##### Given records

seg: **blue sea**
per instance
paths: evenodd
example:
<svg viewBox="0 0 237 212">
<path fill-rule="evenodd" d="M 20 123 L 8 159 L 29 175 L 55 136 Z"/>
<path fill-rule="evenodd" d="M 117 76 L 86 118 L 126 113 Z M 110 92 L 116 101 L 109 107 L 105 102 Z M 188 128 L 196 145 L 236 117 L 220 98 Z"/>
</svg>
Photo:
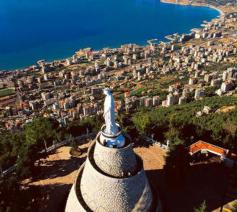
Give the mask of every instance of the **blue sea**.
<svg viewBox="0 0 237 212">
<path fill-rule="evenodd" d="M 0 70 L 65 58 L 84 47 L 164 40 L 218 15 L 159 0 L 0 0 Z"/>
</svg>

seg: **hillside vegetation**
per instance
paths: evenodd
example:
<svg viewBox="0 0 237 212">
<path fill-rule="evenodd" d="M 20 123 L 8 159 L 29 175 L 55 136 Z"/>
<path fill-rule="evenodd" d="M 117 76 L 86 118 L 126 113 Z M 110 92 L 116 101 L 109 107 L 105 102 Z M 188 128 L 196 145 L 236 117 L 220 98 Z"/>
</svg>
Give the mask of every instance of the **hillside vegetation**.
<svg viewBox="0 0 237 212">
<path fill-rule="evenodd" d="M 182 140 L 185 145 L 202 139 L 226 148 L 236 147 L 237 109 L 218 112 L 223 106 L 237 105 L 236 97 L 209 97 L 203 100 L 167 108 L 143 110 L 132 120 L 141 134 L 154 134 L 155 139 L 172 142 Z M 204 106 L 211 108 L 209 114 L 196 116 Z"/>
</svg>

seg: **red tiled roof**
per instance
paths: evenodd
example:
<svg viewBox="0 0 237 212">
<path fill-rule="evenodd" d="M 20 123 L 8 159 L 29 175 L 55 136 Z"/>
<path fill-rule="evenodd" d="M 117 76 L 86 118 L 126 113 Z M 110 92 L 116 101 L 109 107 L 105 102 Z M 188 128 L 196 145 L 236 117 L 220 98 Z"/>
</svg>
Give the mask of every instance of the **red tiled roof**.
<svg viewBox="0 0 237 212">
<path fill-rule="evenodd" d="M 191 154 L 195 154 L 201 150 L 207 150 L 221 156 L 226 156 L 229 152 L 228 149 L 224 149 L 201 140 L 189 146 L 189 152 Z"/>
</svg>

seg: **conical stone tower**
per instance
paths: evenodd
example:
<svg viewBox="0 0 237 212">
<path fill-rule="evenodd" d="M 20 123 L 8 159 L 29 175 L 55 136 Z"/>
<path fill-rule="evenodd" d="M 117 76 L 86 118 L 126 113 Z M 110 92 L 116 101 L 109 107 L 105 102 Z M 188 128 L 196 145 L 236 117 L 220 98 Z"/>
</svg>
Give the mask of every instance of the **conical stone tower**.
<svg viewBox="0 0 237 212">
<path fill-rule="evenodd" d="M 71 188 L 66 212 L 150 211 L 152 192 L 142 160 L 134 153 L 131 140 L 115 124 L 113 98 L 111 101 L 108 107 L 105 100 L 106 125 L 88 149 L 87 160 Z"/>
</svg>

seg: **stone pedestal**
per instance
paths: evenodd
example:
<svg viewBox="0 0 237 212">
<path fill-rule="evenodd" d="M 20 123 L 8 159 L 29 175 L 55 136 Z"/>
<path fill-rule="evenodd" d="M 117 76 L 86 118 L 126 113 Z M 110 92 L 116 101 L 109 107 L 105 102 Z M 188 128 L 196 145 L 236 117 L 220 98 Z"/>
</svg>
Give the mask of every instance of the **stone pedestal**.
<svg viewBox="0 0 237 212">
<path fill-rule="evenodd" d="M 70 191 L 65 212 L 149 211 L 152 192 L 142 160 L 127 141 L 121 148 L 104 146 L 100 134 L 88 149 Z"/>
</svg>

##########

All entries, top to bottom, should be retyped exactly; the pictures should not be.

**Response:**
seg: **blue sea**
per instance
paths: evenodd
example:
<svg viewBox="0 0 237 212">
<path fill-rule="evenodd" d="M 20 123 L 8 159 L 29 175 L 55 136 Z"/>
<path fill-rule="evenodd" d="M 117 76 L 86 118 L 126 113 Z M 110 92 L 116 101 L 109 107 L 105 102 Z M 188 128 L 196 145 L 236 117 L 220 98 Z"/>
</svg>
Photo:
Give the mask of every instance of the **blue sea**.
<svg viewBox="0 0 237 212">
<path fill-rule="evenodd" d="M 0 70 L 65 58 L 84 47 L 164 40 L 218 15 L 159 0 L 0 0 Z"/>
</svg>

seg: **hillside vegetation**
per instance
paths: evenodd
example:
<svg viewBox="0 0 237 212">
<path fill-rule="evenodd" d="M 20 123 L 8 159 L 29 175 L 55 136 Z"/>
<path fill-rule="evenodd" d="M 117 76 L 86 118 L 126 113 Z M 110 92 L 116 101 L 109 107 L 105 102 Z M 188 128 L 196 145 L 236 117 L 220 98 Z"/>
</svg>
Give the mask of every instance of the **hillside vegetation**.
<svg viewBox="0 0 237 212">
<path fill-rule="evenodd" d="M 182 140 L 185 145 L 202 139 L 226 148 L 236 147 L 237 109 L 218 112 L 223 106 L 237 105 L 236 97 L 209 97 L 203 100 L 167 108 L 143 110 L 132 120 L 141 134 L 154 134 L 155 139 L 172 142 Z M 204 106 L 211 108 L 209 114 L 196 116 Z"/>
</svg>

seg: **red tiled roof**
per instance
paths: evenodd
example:
<svg viewBox="0 0 237 212">
<path fill-rule="evenodd" d="M 20 123 L 8 159 L 29 175 L 55 136 Z"/>
<path fill-rule="evenodd" d="M 117 76 L 86 118 L 126 113 Z M 110 92 L 116 101 L 109 107 L 105 102 Z M 188 128 L 196 145 L 236 117 L 220 98 Z"/>
</svg>
Give the mask of every instance of the **red tiled roof**.
<svg viewBox="0 0 237 212">
<path fill-rule="evenodd" d="M 191 154 L 195 154 L 201 150 L 207 150 L 221 156 L 226 156 L 229 152 L 228 149 L 224 149 L 201 140 L 189 146 L 189 152 Z"/>
</svg>

seg: **conical stone tower**
per instance
paths: evenodd
example:
<svg viewBox="0 0 237 212">
<path fill-rule="evenodd" d="M 20 123 L 8 159 L 29 175 L 55 136 Z"/>
<path fill-rule="evenodd" d="M 117 76 L 86 118 L 126 113 Z M 110 92 L 116 101 L 109 107 L 105 102 Z M 188 128 L 196 145 L 236 117 L 220 98 Z"/>
</svg>
Give the mask of every instance of the **conical stone tower**.
<svg viewBox="0 0 237 212">
<path fill-rule="evenodd" d="M 71 188 L 66 212 L 150 211 L 152 192 L 142 160 L 134 153 L 131 140 L 115 124 L 113 98 L 111 101 L 108 107 L 105 100 L 106 125 L 88 149 L 87 160 Z"/>
</svg>

seg: **stone pedestal**
per instance
paths: evenodd
example:
<svg viewBox="0 0 237 212">
<path fill-rule="evenodd" d="M 20 123 L 8 159 L 29 175 L 55 136 Z"/>
<path fill-rule="evenodd" d="M 117 76 L 86 118 L 126 113 Z M 110 92 L 116 101 L 109 107 L 105 102 Z M 188 128 L 196 145 L 236 117 L 220 98 Z"/>
</svg>
Give the mask of every instance of the **stone pedestal**.
<svg viewBox="0 0 237 212">
<path fill-rule="evenodd" d="M 70 191 L 65 212 L 149 211 L 152 192 L 142 160 L 127 141 L 121 148 L 104 146 L 100 134 L 88 149 Z"/>
</svg>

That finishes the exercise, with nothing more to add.